Copy each line of the entries below word for word, leaving out the pictures.
-*-*-
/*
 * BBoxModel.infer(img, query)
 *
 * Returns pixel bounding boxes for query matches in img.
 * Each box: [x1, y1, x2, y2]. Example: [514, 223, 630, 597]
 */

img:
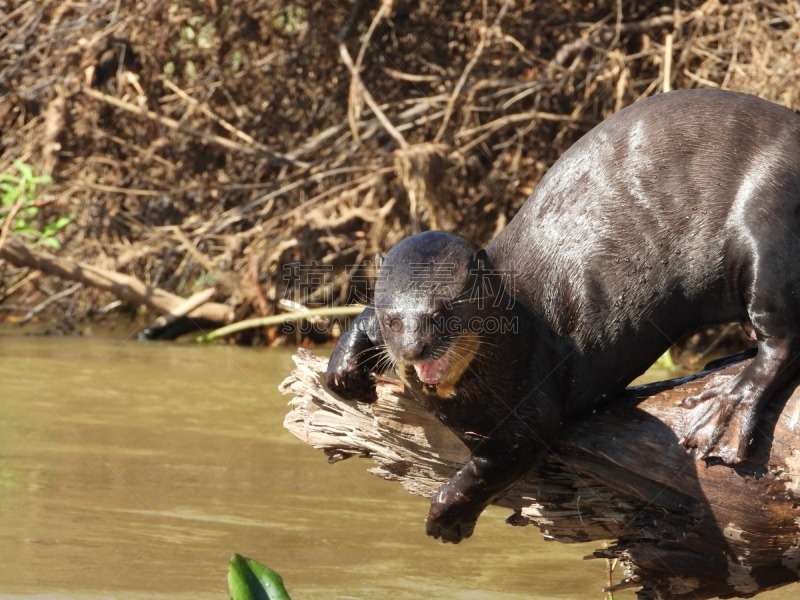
-*-*-
## [SOLUTION]
/*
 * BBoxModel.infer(img, query)
 *
 * Returns pixel bounding boxes for query matches in img.
 * Each box: [x1, y1, x2, y2]. Example: [514, 223, 630, 597]
 */

img:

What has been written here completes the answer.